**TUGAS LATIHAN**
(1) Salin kata demi kata bagian teks tentang sekolah sebagai taman, mulai dari "Sekolah sebagai Taman" sampai dengan "apa sekolah itu?".
(2) Sebutkan semua nama orang yang disebut dalam teks tentang sekolah sebagai taman.
(3) Teruskan teks tentang sekolah sebagai taman setelah kalimat terakhir yang ditampilkan.

**TEKS YANG DISEDIAKAN**
============================================================
Sekolah sebagai Taman

Sekolah, bukanlah dan tak boleh menjadi ‘menara gading’. Begitulah kira-kira maunya seorang filsuf Spanyol, Jose Ortega y Gasset, yang kemudian menjadi ungkapan populer.
Orang tahu apa yang dimaksudnya. Sebagai suatu lembaga yang berkaitan erat dengan hajat hidup orang banyak, dengan impian-impian terbaik bagi masa depan mereka, tentu saja, sekolah tak boleh menjadi terasing dan atau mengasingkan diri dengan dan dari kehidupan yang wujud di sekelilingnya. Dalam kata-kata Derek Bok, mantan Rektor Universitas Harvard, sekolah “…pertama kali harus memenuhi janji atas kontraknya dengan masyarakat.
Jadi, apa sekolah itu?
Sekolah, mestinya seperti suatu Oasis, tulis Gene Bylinsky. Seorang pewarta lepas, dalam salah satu laporannya. Suatu tempat teduh dan sumber air di tengah padang pasir kerontang, tempat melepas lelah dan dahaga. Dalam artian ini, Bylinsky ingin memaknakan sekolah sebagai suatu tempat di mana orang-orang memuaskan dahaga keingintahuannya, mewujudkan utopia-utopia dan imajinasi kekaryawaannya, agar tidak mubazir dan sekadar fatamorgana. Jika perlu, kata James Hirsch, pakar mikrobiologi yang pernah menjabat sebagai dekan mahasiswa di Universitas Rockefeller, sekolah mestinya justru menjadi “…oasis dalam artian yang sesungguhnya; elitis dan eksklusif untuk mencetak kader-kader terpilih di masa depan bagi kesejahteraaan seluruh umat manusia. (hlm. 112).
Akan tetapi sekolah sebagaimana dijelaskan oleh bapak pendidikan kita, diibaratka sebagai taman, maksudnya adalah sebagai tempat bermain anak-anak yang menyenangkan dan menggembirakan. Itulah esensi dari sekolah.
============================================================
**ITEM HASIL EKSTRAKSI**
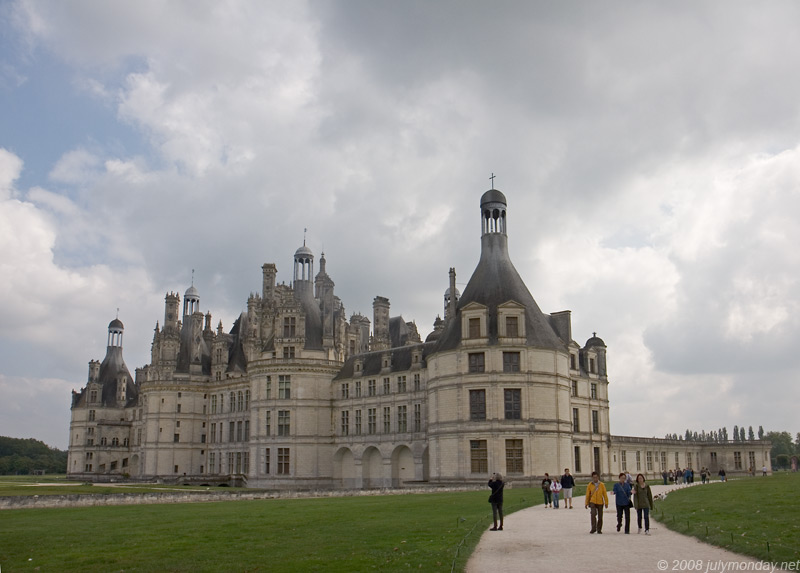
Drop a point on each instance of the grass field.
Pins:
(753, 516)
(423, 532)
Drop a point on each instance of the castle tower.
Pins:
(380, 323)
(171, 304)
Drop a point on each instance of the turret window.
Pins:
(510, 361)
(512, 326)
(513, 404)
(477, 405)
(289, 326)
(476, 362)
(474, 327)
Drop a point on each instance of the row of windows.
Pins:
(592, 390)
(576, 421)
(401, 422)
(237, 432)
(477, 362)
(371, 387)
(512, 404)
(237, 402)
(511, 323)
(479, 457)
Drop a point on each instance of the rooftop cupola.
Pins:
(115, 330)
(493, 212)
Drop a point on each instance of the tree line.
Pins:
(22, 456)
(781, 453)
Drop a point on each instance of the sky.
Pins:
(649, 153)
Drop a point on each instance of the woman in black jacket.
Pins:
(496, 499)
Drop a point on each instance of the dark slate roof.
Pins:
(372, 362)
(112, 367)
(495, 281)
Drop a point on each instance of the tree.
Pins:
(781, 445)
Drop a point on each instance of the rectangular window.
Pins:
(479, 457)
(512, 326)
(283, 461)
(514, 456)
(477, 362)
(510, 361)
(513, 404)
(283, 422)
(289, 326)
(284, 386)
(371, 420)
(477, 405)
(402, 418)
(474, 327)
(387, 420)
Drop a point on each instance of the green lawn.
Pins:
(753, 516)
(421, 532)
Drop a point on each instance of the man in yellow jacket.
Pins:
(596, 499)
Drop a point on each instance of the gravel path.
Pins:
(546, 539)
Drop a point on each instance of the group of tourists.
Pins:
(627, 494)
(554, 487)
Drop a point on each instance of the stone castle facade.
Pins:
(296, 396)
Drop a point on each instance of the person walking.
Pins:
(596, 499)
(622, 499)
(496, 499)
(643, 502)
(555, 489)
(548, 497)
(567, 483)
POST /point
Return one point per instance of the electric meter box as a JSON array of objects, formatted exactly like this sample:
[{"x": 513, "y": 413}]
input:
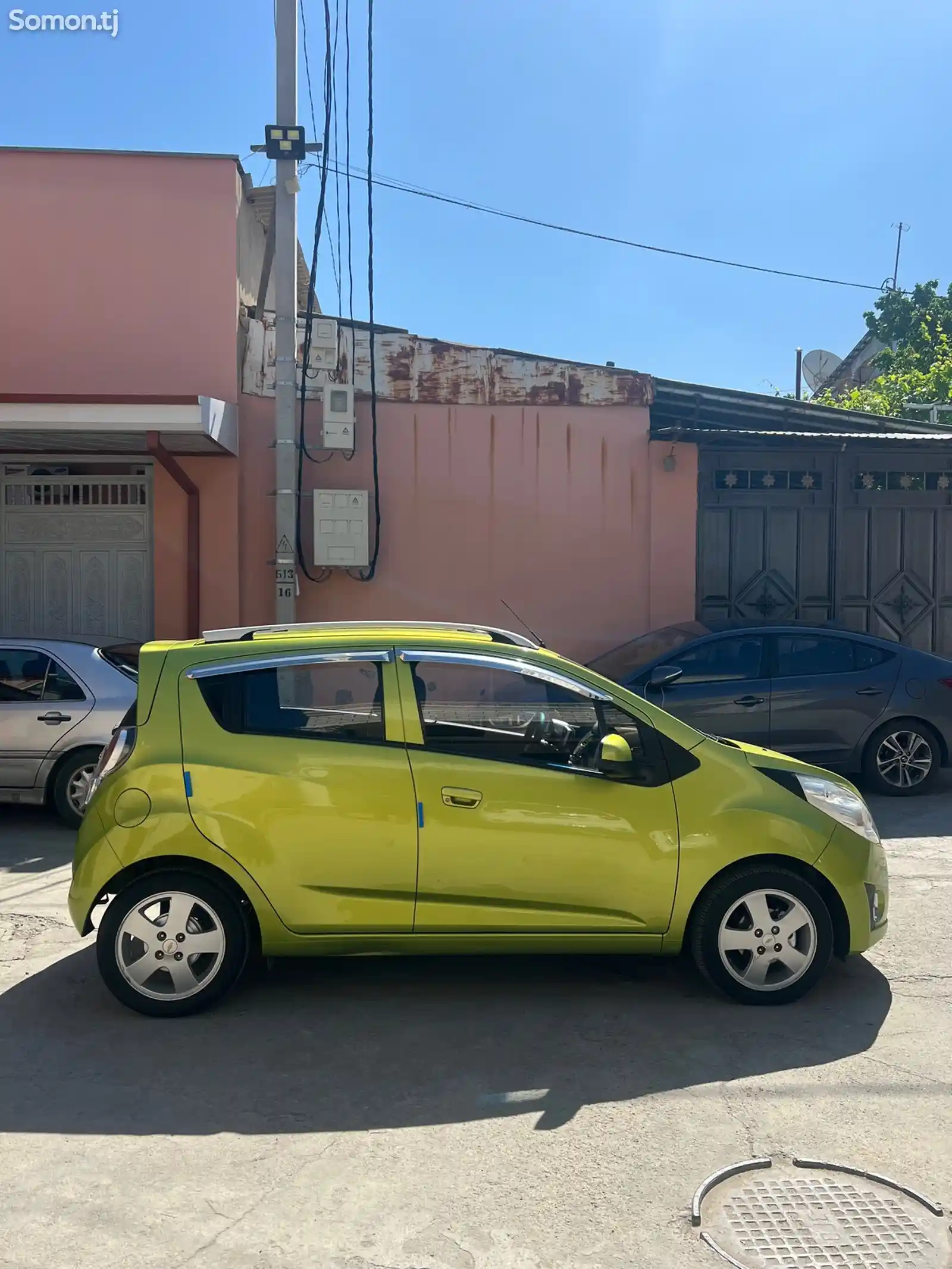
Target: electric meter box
[
  {"x": 338, "y": 427},
  {"x": 340, "y": 528}
]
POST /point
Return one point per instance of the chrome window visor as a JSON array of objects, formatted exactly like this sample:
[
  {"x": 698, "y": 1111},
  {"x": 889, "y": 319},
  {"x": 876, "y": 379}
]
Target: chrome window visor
[
  {"x": 242, "y": 632},
  {"x": 240, "y": 664},
  {"x": 506, "y": 663}
]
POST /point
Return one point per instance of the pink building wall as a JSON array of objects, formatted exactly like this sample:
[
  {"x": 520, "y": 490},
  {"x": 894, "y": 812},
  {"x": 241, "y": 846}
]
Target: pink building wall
[
  {"x": 120, "y": 274},
  {"x": 565, "y": 512},
  {"x": 124, "y": 282}
]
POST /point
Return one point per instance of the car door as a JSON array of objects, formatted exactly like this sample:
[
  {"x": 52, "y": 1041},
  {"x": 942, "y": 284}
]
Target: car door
[
  {"x": 40, "y": 706},
  {"x": 825, "y": 693},
  {"x": 722, "y": 690},
  {"x": 296, "y": 766},
  {"x": 513, "y": 836}
]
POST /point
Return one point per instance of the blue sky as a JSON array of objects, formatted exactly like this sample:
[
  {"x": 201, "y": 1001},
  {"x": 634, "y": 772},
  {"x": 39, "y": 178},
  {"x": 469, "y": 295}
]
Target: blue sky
[{"x": 786, "y": 136}]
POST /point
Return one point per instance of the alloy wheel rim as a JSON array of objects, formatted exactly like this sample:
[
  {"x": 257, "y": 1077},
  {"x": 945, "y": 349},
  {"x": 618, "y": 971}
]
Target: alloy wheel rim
[
  {"x": 170, "y": 946},
  {"x": 904, "y": 759},
  {"x": 78, "y": 787},
  {"x": 767, "y": 941}
]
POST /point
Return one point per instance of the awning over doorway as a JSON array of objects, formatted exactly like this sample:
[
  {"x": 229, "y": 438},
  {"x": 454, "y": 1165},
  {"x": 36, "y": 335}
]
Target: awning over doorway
[{"x": 97, "y": 425}]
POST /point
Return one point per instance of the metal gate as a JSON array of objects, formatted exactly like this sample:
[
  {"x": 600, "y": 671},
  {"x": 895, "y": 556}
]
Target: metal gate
[
  {"x": 865, "y": 538},
  {"x": 77, "y": 556}
]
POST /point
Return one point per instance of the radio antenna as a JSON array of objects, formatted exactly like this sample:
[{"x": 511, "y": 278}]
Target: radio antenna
[{"x": 522, "y": 622}]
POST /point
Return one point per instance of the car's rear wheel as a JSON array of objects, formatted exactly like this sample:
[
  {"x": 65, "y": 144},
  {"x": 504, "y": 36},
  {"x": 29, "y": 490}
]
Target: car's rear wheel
[
  {"x": 172, "y": 943},
  {"x": 763, "y": 936},
  {"x": 901, "y": 758},
  {"x": 71, "y": 786}
]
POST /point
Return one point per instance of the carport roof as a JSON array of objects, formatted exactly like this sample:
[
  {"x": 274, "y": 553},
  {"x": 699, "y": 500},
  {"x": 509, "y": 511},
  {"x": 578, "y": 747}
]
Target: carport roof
[{"x": 695, "y": 412}]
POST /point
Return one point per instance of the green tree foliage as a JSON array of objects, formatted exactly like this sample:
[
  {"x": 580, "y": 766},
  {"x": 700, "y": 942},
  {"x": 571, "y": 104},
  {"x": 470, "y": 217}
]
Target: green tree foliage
[{"x": 919, "y": 368}]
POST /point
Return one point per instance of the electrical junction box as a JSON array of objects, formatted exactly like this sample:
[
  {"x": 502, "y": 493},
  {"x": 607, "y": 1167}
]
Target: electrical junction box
[
  {"x": 338, "y": 430},
  {"x": 324, "y": 346},
  {"x": 340, "y": 528}
]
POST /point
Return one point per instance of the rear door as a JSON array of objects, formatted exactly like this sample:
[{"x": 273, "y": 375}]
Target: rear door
[
  {"x": 296, "y": 766},
  {"x": 40, "y": 704},
  {"x": 826, "y": 691},
  {"x": 724, "y": 690}
]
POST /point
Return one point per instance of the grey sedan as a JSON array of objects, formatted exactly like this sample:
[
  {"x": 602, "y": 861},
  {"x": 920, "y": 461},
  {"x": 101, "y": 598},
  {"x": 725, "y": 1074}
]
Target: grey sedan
[
  {"x": 832, "y": 697},
  {"x": 59, "y": 706}
]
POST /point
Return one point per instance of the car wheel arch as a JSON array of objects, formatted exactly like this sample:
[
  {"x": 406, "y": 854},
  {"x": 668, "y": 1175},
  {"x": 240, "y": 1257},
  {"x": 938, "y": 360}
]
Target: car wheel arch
[
  {"x": 183, "y": 863},
  {"x": 900, "y": 719},
  {"x": 828, "y": 891},
  {"x": 61, "y": 760}
]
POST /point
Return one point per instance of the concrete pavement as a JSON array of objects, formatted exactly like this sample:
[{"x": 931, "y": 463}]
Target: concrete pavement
[{"x": 513, "y": 1113}]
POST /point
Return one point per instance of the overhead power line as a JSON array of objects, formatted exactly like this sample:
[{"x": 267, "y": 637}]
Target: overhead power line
[{"x": 419, "y": 192}]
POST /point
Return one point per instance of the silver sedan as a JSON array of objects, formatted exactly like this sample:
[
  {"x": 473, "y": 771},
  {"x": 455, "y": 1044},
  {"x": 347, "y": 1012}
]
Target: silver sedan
[{"x": 60, "y": 702}]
============================================================
**JAWABAN TIAP TUGAS**
(1)
Sekolah sebagai Taman

Sekolah, bukanlah dan tak boleh menjadi ‘menara gading’. Begitulah kira-kira maunya seorang filsuf Spanyol, Jose Ortega y Gasset, yang kemudian menjadi ungkapan populer.
Orang tahu apa yang dimaksudnya. Sebagai suatu lembaga yang berkaitan erat dengan hajat hidup orang banyak, dengan impian-impian terbaik bagi masa depan mereka, tentu saja, sekolah tak boleh menjadi terasing dan atau mengasingkan diri dengan dan dari kehidupan yang wujud di sekelilingnya. Dalam kata-kata Derek Bok, mantan Rektor Universitas Harvard, sekolah “…pertama kali harus memenuhi janji atas kontraknya dengan masyarakat.
Jadi, apa sekolah itu?

(2)
Jose Ortega y Gasset
Derek Bok
Gene Bylinsky
James Hirsch

(3)
Karena kalau kita mengkritisi lebih dalam sekolah formal pada umumnya lebih cenderung membagakan pada output peserta didik, sebagai baromater kesuksesan sebuah lembaga sekolah. Bukan pada nalar berfikir, budi pekerti, dan kemandirian anak. Akan tetapi kebanyakan lembaga sekolah justru berlomba-lomba mencetak peserta didiknya lebih pada bekerja. Sehingga sekolah pun bisa juga dikiaskan sebagai pabrik atau perusahaan pengelolah. Dituntut memenuhi kaidah-kaidah ekonomi pasar (market economy) tentang permintaan dan penawaran tenaga kerja. Dengan kata lain sekolah menjadi suatu bagian mekanisme pasar tenaga kerja (labour market). (hlm. 115).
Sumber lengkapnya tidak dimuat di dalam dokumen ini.